8-liners attacked and defended by members of audience at county meeting

Text: T T

SINDY UZUPAN, co-pastor of United Pentecostal Church of Raymondville, told county officials she wants 8-liners banned from Willacy County, not regulated. The gaming halls harm families, she said. SINDY UZUPAN, co-pastor of United Pentecostal Church of Raymondville, told county officials she wants 8-liners banned from Willacy County, not regulated. The gaming halls harm families, she said. A capacity crowd of opponents and defenders of gaming halls filled the county library annex Tuesday evening, some demanding to know why Willacy County has not banned the “maquinitas,” or 8- liners, while surrounding counties have closed down the casinos.

Owners and employees spoke of the good they claim they are doing by providing jobs, donating to charitable causes and providing entertainment and social life for elderly people in rural areas.

“Is gambling still legal,” asked Antonia Rocha of Sebastian, directing her question to Willacy County District Attorney Annette Hinojosa. “ Why is it illegal in other counties, but not in Willacy? There are law enforcement officers here? What do you say?”

A store and restaurant in Sebastian have been harmed by the presence of 8-liner parlors,” Rocha said.

Willacy County Judge Aurelio “Keter” Guerra explained that officials could not answer questions from the audience, that they could only listen to public opinion at the hearing.

Because a high turnout was expected and the subject of the gaming halls is so controversial, there was a large contingent of law enforcement officers present, including Sheriff Larry Spence and a large number of deputies, constables and even Texas Department of Public Safety troopers. However, there were only small outbursts from people in attendance and no arrests were made.

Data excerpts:
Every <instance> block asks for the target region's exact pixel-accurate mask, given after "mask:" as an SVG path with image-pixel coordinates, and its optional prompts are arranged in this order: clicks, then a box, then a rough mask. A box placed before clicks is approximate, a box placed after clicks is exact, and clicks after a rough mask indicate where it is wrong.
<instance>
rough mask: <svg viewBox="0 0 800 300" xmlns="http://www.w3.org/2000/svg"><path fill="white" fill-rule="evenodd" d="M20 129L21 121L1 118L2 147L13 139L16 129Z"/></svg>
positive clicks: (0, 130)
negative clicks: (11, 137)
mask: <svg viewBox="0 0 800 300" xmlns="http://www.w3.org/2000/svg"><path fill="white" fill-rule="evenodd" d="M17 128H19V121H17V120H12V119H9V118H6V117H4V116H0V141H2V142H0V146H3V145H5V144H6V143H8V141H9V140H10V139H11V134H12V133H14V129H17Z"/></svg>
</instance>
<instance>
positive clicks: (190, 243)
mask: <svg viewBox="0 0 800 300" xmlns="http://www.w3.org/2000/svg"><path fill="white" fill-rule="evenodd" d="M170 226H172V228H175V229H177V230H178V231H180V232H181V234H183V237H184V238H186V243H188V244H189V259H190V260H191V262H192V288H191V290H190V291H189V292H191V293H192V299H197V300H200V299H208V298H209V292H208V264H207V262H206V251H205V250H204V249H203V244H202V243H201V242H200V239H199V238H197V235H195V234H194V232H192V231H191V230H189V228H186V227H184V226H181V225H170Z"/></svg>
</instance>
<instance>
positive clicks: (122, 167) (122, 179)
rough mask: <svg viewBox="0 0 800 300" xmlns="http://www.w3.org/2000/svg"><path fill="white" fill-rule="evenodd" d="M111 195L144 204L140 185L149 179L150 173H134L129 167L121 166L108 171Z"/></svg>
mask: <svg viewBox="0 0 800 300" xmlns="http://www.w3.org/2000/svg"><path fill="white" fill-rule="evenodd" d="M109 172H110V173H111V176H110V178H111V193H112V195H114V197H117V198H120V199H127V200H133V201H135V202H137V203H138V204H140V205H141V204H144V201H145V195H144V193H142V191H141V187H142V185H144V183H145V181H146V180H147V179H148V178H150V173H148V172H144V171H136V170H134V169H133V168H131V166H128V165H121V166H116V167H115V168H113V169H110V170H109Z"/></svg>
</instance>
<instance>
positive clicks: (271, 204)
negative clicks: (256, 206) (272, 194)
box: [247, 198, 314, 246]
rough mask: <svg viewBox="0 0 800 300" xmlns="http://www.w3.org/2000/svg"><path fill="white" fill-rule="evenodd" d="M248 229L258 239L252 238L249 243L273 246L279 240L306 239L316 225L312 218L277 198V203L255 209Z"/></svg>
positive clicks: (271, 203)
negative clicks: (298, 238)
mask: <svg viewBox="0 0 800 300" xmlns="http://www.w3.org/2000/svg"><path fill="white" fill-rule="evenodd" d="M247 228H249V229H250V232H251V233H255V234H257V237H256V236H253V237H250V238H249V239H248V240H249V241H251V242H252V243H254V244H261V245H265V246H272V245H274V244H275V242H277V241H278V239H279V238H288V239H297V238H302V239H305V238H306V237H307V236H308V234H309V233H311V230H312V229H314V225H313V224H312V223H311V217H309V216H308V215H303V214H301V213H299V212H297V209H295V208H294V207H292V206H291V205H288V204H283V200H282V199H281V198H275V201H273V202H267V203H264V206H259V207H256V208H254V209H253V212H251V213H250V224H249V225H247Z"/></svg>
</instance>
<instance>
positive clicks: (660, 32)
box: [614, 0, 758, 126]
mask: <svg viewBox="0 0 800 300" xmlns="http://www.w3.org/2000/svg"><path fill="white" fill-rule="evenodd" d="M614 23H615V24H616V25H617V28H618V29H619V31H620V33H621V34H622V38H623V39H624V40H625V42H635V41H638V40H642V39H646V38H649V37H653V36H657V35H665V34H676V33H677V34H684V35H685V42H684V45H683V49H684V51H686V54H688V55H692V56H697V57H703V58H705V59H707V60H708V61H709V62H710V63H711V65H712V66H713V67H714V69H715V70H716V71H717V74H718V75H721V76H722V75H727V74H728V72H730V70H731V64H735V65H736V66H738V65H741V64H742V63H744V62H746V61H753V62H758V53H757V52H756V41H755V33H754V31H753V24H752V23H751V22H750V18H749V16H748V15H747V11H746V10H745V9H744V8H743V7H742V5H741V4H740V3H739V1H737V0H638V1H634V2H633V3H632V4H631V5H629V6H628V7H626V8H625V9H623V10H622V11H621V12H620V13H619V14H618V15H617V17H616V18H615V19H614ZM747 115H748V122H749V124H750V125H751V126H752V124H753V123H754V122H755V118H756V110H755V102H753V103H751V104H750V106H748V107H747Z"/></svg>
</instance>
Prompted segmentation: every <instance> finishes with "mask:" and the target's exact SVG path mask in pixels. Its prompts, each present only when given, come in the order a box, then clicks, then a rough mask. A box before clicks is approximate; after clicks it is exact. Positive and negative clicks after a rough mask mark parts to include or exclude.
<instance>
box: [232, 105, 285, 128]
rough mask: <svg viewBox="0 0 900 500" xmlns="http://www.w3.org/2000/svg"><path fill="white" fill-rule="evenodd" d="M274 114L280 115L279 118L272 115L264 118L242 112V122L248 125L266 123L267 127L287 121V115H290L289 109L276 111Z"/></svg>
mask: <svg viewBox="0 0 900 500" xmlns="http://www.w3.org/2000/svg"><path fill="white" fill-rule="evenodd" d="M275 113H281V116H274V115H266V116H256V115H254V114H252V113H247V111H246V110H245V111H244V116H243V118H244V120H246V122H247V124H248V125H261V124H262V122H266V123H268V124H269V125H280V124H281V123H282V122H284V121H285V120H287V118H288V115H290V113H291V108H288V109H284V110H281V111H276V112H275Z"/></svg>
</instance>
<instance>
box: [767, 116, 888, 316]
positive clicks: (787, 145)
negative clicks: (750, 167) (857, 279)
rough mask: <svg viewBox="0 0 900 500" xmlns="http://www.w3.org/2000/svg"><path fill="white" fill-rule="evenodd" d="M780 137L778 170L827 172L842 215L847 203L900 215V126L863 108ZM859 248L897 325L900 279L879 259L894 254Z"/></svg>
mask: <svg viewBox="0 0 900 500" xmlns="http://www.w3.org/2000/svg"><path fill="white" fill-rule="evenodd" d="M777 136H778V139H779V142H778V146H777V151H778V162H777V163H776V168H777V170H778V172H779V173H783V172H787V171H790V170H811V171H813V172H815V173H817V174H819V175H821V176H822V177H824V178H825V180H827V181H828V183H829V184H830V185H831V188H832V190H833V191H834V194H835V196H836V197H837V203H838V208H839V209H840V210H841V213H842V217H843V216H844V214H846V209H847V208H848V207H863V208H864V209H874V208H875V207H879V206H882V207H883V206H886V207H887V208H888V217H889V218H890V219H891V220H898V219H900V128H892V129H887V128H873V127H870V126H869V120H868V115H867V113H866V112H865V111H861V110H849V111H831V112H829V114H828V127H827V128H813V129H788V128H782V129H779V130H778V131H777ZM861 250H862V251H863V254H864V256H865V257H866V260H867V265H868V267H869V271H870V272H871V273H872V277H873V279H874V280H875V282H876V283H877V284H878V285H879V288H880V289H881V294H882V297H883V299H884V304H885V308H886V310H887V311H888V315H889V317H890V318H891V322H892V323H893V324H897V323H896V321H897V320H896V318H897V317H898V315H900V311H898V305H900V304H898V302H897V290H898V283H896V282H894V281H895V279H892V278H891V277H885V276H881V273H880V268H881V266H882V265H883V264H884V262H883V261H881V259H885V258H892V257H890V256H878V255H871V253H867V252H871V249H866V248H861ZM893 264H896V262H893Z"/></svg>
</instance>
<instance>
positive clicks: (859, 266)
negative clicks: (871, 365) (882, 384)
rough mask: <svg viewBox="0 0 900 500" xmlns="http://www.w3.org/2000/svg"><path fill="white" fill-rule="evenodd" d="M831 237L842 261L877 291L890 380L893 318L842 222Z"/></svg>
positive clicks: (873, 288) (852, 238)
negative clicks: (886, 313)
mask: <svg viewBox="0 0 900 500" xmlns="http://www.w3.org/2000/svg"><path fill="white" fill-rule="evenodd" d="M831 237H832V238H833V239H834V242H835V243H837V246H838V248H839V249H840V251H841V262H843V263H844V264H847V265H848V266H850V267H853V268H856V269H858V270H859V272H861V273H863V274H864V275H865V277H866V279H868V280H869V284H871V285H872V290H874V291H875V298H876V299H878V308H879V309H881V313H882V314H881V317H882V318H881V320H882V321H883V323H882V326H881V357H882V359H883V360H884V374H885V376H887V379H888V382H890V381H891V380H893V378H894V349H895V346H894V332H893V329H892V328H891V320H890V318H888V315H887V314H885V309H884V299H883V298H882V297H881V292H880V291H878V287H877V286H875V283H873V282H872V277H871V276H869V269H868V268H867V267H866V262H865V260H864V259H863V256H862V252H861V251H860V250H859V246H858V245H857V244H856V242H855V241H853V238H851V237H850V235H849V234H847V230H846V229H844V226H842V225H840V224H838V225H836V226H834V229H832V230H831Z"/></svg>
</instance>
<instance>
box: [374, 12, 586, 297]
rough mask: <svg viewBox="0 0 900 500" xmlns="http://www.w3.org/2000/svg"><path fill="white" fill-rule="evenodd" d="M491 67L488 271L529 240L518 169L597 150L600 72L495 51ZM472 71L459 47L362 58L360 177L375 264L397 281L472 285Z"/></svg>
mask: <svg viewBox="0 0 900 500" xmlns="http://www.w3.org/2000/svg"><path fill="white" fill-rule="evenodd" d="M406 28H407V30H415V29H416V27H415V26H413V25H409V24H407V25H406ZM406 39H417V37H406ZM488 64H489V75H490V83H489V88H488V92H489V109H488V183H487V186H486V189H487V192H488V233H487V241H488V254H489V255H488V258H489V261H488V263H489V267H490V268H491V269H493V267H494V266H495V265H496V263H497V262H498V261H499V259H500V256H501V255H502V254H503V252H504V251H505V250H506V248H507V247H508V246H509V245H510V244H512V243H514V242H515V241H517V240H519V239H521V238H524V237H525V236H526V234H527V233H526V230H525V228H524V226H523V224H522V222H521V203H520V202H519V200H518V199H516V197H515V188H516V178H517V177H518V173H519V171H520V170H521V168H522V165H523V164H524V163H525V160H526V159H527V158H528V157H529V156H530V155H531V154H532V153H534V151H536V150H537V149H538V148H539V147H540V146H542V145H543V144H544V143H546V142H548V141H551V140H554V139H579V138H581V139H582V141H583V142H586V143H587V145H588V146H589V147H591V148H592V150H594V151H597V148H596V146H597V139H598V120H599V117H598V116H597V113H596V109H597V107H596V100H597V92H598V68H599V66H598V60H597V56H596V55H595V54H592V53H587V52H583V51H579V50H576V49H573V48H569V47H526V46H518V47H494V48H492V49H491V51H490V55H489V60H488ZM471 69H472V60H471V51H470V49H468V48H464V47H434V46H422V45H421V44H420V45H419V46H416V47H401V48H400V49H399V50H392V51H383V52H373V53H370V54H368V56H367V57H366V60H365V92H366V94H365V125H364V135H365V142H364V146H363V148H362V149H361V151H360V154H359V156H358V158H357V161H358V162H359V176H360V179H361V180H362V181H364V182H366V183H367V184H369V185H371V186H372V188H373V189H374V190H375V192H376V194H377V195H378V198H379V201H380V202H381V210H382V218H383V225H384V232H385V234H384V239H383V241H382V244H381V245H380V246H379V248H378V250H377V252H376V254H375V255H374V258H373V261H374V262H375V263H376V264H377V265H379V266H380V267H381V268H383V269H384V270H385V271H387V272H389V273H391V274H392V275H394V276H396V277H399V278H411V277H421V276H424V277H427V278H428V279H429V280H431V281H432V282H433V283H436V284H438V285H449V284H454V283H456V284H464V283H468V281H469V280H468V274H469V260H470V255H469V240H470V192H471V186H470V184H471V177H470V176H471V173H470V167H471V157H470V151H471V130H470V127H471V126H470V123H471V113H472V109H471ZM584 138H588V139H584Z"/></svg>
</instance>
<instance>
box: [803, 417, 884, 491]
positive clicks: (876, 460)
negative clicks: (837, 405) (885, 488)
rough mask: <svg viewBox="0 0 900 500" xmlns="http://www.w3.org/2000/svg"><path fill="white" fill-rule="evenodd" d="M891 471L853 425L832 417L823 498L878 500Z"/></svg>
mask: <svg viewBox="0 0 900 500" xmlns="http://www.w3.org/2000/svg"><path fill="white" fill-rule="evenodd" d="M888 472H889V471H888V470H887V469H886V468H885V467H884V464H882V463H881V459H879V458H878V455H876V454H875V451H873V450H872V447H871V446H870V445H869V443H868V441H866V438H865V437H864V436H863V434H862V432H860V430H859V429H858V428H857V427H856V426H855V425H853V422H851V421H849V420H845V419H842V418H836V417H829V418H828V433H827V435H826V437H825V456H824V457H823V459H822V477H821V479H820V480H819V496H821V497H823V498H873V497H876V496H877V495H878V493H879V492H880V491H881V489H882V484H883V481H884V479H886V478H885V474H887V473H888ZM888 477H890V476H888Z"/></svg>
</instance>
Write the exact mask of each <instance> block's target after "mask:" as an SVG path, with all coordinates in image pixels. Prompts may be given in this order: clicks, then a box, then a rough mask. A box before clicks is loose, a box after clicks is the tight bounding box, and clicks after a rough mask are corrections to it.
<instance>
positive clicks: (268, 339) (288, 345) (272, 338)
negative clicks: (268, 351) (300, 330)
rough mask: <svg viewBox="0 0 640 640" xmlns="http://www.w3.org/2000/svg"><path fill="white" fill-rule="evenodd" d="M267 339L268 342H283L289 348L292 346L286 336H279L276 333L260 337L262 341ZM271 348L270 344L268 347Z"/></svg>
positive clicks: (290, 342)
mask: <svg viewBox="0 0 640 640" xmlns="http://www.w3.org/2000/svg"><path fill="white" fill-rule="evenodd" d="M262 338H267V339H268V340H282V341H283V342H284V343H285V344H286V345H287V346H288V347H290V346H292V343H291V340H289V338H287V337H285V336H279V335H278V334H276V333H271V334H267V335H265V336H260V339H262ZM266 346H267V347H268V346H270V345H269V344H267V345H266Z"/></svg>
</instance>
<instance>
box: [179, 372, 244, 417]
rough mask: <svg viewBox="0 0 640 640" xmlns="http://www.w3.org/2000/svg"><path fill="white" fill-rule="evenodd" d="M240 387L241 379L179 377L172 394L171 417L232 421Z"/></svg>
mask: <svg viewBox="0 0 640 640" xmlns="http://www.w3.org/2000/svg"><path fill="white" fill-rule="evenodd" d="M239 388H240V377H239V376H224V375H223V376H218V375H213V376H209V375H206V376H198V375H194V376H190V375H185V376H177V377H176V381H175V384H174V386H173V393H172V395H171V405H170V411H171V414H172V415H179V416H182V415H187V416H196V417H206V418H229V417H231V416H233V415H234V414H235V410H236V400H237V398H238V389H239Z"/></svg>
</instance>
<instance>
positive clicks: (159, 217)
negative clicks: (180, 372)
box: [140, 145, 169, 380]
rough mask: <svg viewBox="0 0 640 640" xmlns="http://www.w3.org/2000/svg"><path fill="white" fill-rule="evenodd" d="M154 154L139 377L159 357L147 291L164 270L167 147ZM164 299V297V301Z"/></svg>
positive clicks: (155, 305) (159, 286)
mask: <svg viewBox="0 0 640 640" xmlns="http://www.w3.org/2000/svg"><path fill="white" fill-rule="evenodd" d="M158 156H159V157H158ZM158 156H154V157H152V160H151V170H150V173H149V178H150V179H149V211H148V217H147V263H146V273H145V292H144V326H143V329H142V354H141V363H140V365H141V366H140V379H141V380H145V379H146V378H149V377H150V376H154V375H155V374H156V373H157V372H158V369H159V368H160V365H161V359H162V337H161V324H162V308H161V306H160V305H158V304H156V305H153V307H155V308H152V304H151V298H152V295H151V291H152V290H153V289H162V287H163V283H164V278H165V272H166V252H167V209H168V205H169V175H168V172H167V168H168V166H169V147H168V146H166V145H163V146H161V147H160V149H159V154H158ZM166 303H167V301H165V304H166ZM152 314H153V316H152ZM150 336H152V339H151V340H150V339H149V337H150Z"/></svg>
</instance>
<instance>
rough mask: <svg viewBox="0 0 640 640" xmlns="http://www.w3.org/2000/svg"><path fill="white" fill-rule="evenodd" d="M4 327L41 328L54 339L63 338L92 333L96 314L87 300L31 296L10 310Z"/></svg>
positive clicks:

-- WORK ORDER 1 --
Extract every line of the records that contains the string "block".
-- WORK ORDER 2 --
Write the next part of the news article about the county meeting on 8-liners, picking up after its last sentence.

-- EXERCISE OUTPUT 1 --
Every <instance> block asks for the target region's exact pixel-accurate mask, given after "mask:" as an SVG path with image-pixel coordinates, and its optional prompts are arranged in this order: clicks, then a box, then a rough mask. A box placed before clicks is approximate, a box placed after clicks is exact, and clicks after a rough mask indicate where it is wrong.
Write the exact mask of each <instance> block's target after "mask:" as an SVG path, with all coordinates in image pixels. Prompts may be given in this order: clicks, then a box, then a rough mask. A box before clicks is loose, a box after clicks is the tight bounding box, and clicks after a rough mask are corrections to it.

-- EXERCISE OUTPUT 2 --
Precinct 2 Commissioner Oscar de Luna and Precinct 4 Commissioner Eduardo Gonzales also participated in the public hearing on a petition filed by county citizens for oversight of game parlors in unincorporated areas and to discuss Texas House Bill 2123.

Notably absent were Precinct 3 Commissioner Henry de la Paz, who when mayor of Lyford, was openly supportive of 8-liners, and Precinct 1 Commissioner Eliberto “Beto” Guerra, who also has been supportive of 8-liners.

Edward Sandoval, an attorney who lives in Lyford, urged county officials not to consider regulating 8-liners by issuing permits.

Despite denials by owners and operators of 8-liner halls that gambling takes place on their premises, Sandoval said, “I think that would be approval. I think that it would be almost impossible to operate those machines and stay within the (state) law.”

As Texas law now exists, the only gambling that is legal in the state are the Texas Lottery and bingo run for charities, he said.

Local residents wanted to know how Raymondville closed all its 8-liners but more and more seem to be opening in Lyford and especially Sebastian.

Some audience members who were defenders of eightliners said landing a job at a maquinita (little machine) hall has totally changed their lives.

Cyndal Garcia, who usually lives in Port Lavaca, said she came all the way to the Rio Grande Valley to get a job in an 8-liner hall, burst into tears as she told officials how she is now able to provide for her father, who is ill, take care of her baby and help family members.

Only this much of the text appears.